▶ Ne isteniyor
Aşağıdaki satırlardan "trophy" sözcüğünü içerenlerin sayısını verin ve başka hiçbir şey yazmayın.

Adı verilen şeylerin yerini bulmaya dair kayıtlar
★ ★ ★ ★ ★ ★ ★
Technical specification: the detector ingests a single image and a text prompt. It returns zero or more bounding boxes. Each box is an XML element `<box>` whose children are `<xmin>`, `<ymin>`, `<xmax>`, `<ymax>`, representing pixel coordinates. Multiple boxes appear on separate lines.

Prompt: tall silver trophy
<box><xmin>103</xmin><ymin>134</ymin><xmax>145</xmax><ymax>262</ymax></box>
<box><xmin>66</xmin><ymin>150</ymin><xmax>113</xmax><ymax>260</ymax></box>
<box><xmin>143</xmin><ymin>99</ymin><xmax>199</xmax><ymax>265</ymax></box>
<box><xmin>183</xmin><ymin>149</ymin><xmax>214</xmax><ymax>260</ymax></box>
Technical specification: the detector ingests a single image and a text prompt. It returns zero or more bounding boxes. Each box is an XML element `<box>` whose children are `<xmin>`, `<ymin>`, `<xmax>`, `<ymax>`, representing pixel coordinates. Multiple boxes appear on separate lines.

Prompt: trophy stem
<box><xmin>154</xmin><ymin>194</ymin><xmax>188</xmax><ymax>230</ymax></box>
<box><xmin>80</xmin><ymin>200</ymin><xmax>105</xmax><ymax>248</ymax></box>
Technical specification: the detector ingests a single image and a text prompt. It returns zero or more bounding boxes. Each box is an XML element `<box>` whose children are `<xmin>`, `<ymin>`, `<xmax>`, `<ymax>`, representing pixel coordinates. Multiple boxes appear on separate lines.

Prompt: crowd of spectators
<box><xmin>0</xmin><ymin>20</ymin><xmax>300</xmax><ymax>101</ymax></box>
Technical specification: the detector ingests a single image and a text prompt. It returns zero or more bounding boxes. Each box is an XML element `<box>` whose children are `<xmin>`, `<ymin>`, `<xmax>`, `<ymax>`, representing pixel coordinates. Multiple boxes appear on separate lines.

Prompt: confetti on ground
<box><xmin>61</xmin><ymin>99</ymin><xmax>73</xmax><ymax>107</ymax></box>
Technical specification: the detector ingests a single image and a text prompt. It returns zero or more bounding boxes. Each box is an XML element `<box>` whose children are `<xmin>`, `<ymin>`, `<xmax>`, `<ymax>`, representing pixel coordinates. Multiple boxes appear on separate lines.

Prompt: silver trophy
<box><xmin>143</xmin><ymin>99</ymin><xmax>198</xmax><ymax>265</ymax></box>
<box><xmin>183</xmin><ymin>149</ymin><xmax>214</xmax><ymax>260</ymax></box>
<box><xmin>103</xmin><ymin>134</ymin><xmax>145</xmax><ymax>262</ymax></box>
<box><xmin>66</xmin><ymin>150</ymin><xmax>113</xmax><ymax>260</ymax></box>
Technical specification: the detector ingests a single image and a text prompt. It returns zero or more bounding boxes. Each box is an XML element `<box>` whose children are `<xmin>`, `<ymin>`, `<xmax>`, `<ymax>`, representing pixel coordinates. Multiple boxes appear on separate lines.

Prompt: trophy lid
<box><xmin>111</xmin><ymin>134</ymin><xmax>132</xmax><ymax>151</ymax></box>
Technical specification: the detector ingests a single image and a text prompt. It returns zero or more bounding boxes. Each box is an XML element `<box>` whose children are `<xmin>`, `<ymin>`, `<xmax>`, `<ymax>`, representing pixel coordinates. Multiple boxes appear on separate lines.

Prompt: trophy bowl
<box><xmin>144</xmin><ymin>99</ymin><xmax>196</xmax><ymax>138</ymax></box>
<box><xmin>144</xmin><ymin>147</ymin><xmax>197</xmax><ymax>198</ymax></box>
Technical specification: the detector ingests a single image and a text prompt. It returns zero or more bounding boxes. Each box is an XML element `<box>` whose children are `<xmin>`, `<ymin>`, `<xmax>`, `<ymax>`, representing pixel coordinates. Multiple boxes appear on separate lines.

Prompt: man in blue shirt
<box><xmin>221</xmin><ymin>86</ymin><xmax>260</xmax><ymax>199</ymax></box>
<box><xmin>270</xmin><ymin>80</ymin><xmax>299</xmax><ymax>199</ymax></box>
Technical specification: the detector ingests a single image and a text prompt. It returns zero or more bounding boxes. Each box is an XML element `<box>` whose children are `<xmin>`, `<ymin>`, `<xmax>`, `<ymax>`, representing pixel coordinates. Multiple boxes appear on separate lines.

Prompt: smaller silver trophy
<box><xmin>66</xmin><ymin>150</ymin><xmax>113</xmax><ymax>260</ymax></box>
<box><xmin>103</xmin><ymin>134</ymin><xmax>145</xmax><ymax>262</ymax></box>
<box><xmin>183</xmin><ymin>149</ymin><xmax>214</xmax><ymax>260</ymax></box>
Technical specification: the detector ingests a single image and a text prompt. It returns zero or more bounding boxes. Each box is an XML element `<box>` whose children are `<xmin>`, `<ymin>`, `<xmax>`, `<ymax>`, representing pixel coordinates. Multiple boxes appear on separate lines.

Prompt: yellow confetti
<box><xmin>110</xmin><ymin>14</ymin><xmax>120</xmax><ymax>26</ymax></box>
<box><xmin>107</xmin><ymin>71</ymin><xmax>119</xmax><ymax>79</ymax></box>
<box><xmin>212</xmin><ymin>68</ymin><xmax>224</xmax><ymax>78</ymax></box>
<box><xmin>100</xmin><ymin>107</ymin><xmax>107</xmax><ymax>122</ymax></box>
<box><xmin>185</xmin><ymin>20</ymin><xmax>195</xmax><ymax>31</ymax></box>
★ ★ ★ ★ ★ ★ ★
▶ Görevin sonucu
6